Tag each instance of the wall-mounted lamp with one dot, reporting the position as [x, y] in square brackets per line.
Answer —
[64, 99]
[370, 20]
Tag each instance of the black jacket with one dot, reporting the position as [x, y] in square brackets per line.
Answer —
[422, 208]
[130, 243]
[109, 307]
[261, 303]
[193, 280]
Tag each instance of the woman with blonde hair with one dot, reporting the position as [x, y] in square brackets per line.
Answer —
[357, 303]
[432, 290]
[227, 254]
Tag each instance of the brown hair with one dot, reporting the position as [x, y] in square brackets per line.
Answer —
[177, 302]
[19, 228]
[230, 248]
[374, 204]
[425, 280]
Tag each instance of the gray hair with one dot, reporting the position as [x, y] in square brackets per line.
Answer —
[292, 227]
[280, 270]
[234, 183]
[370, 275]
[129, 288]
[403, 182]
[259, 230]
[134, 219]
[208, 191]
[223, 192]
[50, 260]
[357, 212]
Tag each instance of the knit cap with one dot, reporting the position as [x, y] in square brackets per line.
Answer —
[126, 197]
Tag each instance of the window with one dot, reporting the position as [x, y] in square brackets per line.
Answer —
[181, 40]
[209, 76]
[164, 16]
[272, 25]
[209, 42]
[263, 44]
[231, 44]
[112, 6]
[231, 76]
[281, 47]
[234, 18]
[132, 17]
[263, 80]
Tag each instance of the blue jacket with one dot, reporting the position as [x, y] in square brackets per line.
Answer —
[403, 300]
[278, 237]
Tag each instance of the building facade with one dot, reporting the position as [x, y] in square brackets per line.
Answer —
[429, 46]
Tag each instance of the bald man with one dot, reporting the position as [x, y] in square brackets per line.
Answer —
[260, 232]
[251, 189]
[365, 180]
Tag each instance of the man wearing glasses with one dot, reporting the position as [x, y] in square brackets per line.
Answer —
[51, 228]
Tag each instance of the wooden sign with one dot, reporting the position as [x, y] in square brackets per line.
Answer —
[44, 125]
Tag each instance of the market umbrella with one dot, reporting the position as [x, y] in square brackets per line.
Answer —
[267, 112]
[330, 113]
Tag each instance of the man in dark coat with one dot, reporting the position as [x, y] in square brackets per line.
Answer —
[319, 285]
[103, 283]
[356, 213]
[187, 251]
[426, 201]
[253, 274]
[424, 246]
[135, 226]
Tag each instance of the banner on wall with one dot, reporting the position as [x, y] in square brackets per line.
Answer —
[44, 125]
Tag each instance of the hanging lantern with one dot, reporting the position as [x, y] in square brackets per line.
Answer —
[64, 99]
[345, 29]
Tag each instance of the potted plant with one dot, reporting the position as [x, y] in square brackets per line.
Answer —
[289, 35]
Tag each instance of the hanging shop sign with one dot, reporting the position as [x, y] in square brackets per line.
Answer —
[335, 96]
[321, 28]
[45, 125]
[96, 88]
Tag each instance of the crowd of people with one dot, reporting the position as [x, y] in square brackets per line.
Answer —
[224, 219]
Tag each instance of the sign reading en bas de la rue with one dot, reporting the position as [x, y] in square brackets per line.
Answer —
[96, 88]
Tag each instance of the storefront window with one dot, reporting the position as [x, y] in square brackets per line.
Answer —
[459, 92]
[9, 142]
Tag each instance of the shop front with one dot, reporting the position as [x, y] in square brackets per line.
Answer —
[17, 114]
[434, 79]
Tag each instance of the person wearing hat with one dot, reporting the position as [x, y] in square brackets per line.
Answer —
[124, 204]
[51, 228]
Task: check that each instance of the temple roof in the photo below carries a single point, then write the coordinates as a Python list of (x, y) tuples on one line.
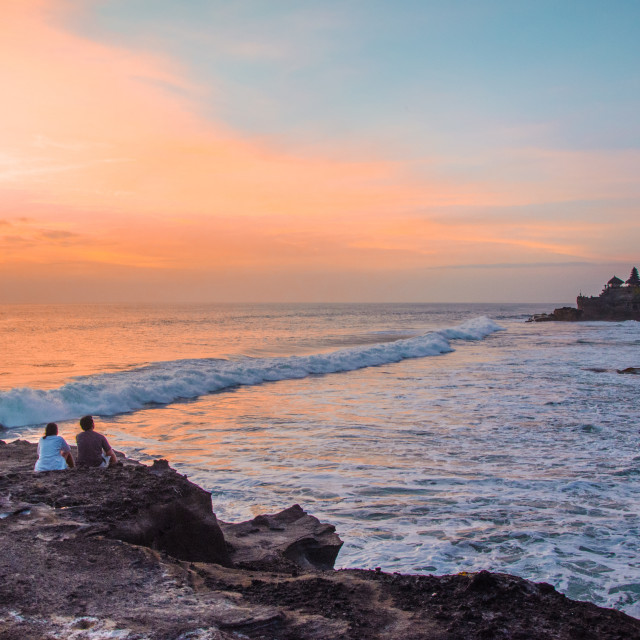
[(633, 278)]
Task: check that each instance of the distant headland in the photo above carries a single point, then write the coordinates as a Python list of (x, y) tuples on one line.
[(619, 300)]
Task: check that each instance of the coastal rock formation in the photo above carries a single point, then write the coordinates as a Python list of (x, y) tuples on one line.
[(91, 554), (618, 301)]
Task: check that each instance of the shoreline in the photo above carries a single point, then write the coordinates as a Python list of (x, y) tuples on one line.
[(137, 552)]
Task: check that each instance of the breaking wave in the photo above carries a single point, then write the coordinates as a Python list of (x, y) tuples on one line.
[(109, 394)]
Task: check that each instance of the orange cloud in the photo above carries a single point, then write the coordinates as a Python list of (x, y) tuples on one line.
[(109, 156)]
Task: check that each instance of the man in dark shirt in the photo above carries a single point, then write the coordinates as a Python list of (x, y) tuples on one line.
[(91, 446)]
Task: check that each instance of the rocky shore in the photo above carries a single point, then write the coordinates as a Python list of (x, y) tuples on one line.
[(136, 552)]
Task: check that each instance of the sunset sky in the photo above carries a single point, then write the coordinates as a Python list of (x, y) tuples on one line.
[(306, 150)]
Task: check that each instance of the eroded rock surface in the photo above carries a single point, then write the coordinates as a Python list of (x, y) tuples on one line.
[(85, 555)]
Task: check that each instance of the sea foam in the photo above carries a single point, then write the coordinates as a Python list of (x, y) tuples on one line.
[(165, 382)]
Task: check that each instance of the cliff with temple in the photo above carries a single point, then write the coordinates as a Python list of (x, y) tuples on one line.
[(618, 301)]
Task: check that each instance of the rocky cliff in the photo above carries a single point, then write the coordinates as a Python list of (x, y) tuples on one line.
[(136, 553)]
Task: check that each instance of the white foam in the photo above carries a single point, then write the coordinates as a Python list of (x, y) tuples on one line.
[(165, 382)]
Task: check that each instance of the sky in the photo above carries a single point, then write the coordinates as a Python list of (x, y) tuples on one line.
[(317, 151)]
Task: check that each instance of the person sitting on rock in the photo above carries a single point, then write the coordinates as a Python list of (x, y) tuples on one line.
[(93, 448), (54, 454)]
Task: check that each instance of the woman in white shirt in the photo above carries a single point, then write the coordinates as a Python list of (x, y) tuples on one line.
[(54, 454)]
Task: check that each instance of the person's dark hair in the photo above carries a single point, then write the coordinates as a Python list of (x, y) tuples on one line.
[(51, 429), (86, 422)]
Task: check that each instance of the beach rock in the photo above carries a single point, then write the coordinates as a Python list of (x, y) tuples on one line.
[(289, 539), (68, 571)]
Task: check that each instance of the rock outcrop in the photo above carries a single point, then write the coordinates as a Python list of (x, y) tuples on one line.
[(618, 301), (136, 553)]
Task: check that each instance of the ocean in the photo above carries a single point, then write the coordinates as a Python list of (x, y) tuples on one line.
[(436, 438)]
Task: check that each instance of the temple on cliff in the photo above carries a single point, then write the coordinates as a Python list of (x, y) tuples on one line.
[(618, 301)]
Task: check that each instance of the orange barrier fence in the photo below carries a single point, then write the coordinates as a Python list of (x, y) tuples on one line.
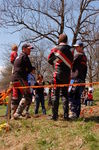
[(5, 94)]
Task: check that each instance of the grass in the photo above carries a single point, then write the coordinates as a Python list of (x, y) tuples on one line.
[(43, 134)]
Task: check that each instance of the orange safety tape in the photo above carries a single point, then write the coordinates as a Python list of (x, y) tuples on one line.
[(91, 110), (5, 94), (57, 85)]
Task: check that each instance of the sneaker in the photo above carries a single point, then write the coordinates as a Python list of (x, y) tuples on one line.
[(28, 116), (53, 118), (17, 116)]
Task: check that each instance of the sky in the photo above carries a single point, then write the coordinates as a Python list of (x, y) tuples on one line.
[(6, 40)]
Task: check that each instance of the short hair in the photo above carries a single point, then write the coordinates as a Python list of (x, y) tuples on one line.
[(14, 47), (33, 68), (62, 38), (26, 46)]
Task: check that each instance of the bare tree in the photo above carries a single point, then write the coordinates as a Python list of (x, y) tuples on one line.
[(43, 20)]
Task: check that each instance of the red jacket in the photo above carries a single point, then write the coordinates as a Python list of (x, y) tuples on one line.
[(90, 96)]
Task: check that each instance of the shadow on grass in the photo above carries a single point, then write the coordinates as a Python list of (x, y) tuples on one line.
[(92, 118)]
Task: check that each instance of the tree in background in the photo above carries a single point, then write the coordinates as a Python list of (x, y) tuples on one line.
[(41, 22)]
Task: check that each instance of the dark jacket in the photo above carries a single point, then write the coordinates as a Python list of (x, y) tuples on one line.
[(61, 58), (22, 67)]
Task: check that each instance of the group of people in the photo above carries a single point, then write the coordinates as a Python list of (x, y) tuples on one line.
[(66, 66)]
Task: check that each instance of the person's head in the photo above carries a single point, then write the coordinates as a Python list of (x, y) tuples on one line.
[(33, 70), (14, 47), (90, 91), (79, 47), (26, 48), (39, 78), (62, 38)]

Exercise details ::
From the records above, extract exactly and only the lines that begin at the line with "Tag each instance of the building" and stop after the line with "Tag each instance of the bald".

Solution to this problem ::
Tag each instance of the building facade with one dot, reporting the position as [x, y] in square brackets per line.
Answer —
[429, 46]
Tag each instance of the bald man with one dot, reporting the position as [x, y] in square brackets per line.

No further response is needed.